* Reading passage
** Start **
Shemaroo Entertainment Ltd.
- Type: Public
- Traded as: BSE: 538685 NSE: SHEMAROO
- Industry: Entertainment
- Founded: 29 October 1962; 63 years ago
- Founder: Budhichand Maroo
- Headquarters: Mumbai, India
- Products: Movies, music, home video, merchandise
- Services: Content creation, aggregation, and distribution Video-on-demand (ShemarooMe)
- Website: shemarooent.com

= Shemaroo Entertainment =

Indian media company

Shemaroo Entertainment Ltd. is an Indian content creator, aggregator and distributor, specifically in the media and entertainment industry. It was founded by Buddhichand Maroo in 1962 as a book-circulating library under the name Shemaroo. It set up India's first video rental business in 1979. The company went national after it began content distribution in 1987, became aggregators and bought rights to movies for home video.

Currently, the brand has a collection of over 3700 movie titles in multiple Indian languages and offers services to customers in over 30 countries including the US, the UK, Singapore, UAE and Australia.

==History==

=== Early years ===
Shemaroo Entertainment is an acronym for the founders’ surnames. The library was located at Warden Road in South Mumbai. Three branches were opened soon after.

In 1987, the company forayed into content distribution via the VHS format, which was labeled Shemaroo Video Private Ltd. They also bought rights to several movies for home video and were one of the first brands involved in the distribution of video rights in India.

Shemaroo started buying cable and pay television rights in the 1990s. In 1995, the company bought an equity stake in Sony's Indian TV channel while negotiating a deal to buy films of Sony's Columbia Tristar.

=== 2000s to present ===
Shemaroo ventured into film production with movies like Kuch Meetha Ho Jaye, Omkara, Ishqiya, Dedh Ishqiya and Hunterrr. These were followed by several others in the subsequent years.

The company forayed into digital animated films with Bal Ganesh and Ghatothkach as their initial features and became the only company to release a feature every year thereafter.

In 2012, Shemaroo completed 50 years of operations. In 2018, the company unveiled a new logo and tagline ‘India Khush Hua’.
** End **
* Set problem A
According to the Shemaroo Entertainment text, in what year did the company set up India's first video rental business?
* Set problem B
Repeat part of the Shemaroo Entertainment text, beginning at the words "The company forayed into digital" and stopping after the words "tagline ‘India Khush Hua’.".
The data here has no connection to the Shemaroo Entertainment text.

* Collected data
** Start **
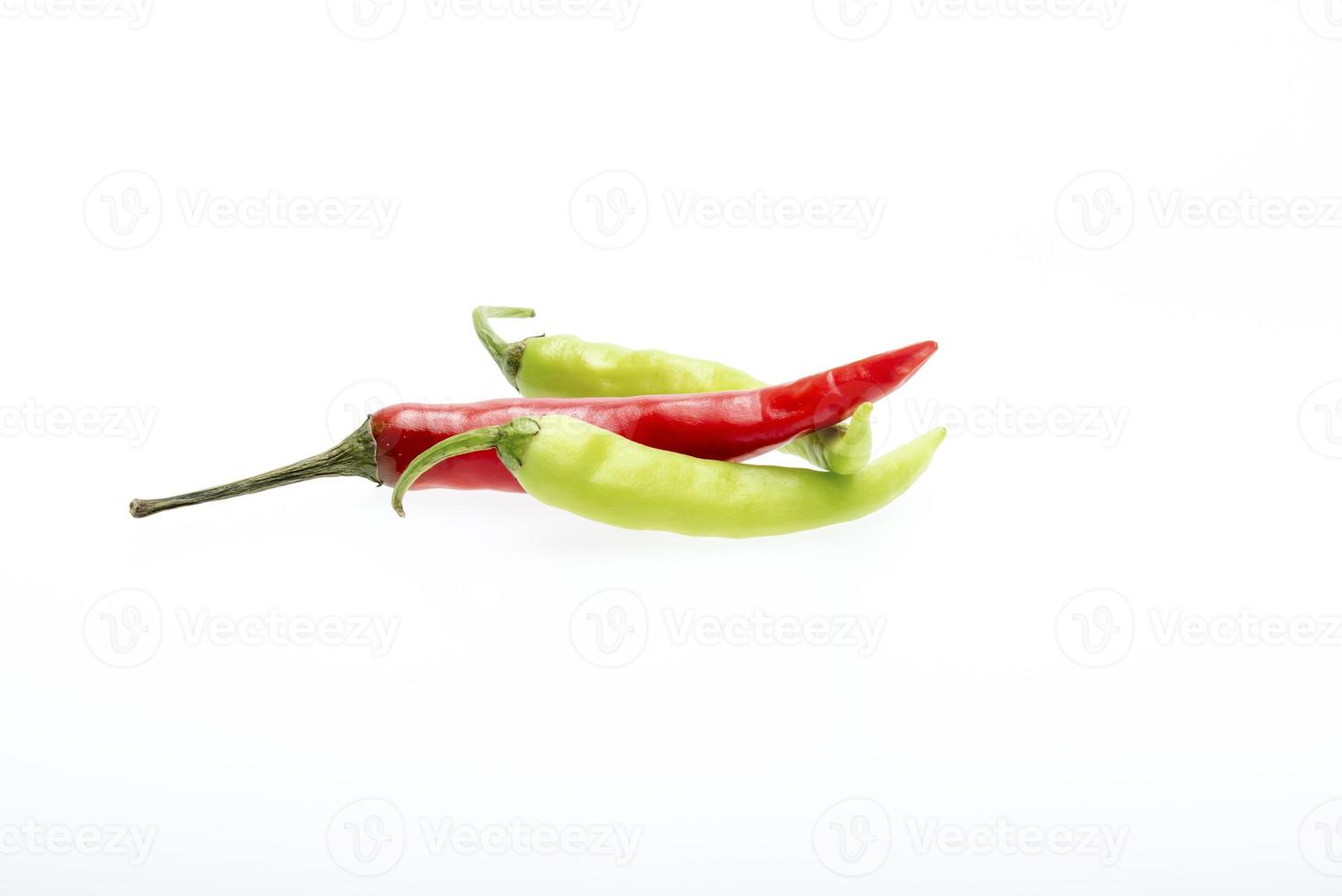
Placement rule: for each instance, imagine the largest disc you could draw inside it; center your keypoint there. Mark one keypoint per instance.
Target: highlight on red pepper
(721, 425)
** End **
* Correct answer A
1979

* Correct answer B
The company forayed into digital animated films with Bal Ganesh and Ghatothkach as their initial features and became the only company to release a feature every year thereafter.

In 2012, Shemaroo completed 50 years of operations. In 2018, the company unveiled a new logo and tagline ‘India Khush Hua’.